[Opening INPUT RECORDS section]
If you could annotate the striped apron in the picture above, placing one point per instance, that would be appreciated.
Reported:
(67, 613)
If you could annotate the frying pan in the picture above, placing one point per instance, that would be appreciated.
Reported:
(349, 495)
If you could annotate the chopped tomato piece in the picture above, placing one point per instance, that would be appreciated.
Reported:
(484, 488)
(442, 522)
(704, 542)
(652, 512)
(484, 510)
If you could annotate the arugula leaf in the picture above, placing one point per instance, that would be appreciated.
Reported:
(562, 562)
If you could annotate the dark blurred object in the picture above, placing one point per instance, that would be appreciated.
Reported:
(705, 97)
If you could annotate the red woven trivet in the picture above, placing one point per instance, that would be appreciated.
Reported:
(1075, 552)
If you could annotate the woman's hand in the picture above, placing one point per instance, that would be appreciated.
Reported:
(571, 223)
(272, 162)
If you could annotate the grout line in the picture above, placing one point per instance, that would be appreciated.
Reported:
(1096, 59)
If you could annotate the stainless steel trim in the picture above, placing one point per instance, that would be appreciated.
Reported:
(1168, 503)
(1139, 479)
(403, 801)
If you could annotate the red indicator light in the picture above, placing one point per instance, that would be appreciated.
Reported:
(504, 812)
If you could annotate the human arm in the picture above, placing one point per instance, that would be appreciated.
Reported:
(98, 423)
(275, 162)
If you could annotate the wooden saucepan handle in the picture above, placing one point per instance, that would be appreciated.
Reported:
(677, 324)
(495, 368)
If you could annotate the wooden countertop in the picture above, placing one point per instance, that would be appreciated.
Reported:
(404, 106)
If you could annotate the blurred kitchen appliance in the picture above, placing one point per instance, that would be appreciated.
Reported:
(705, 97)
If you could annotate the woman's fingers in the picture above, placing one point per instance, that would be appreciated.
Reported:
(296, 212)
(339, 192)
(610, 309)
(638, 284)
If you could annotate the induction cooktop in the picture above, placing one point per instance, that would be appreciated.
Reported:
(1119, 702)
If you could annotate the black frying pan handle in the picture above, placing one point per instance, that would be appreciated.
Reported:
[Closing INPUT RECORDS section]
> [EXERCISE]:
Every line containing the string "frying" is required; copy each such line from the data.

> [RESPONSE AREA]:
If you could annotate the frying pan in the picture above, placing one point per instance, that would be appreciated.
If you could annotate the black frying pan handle in the picture above, placing one point per instance, that would be appreciated.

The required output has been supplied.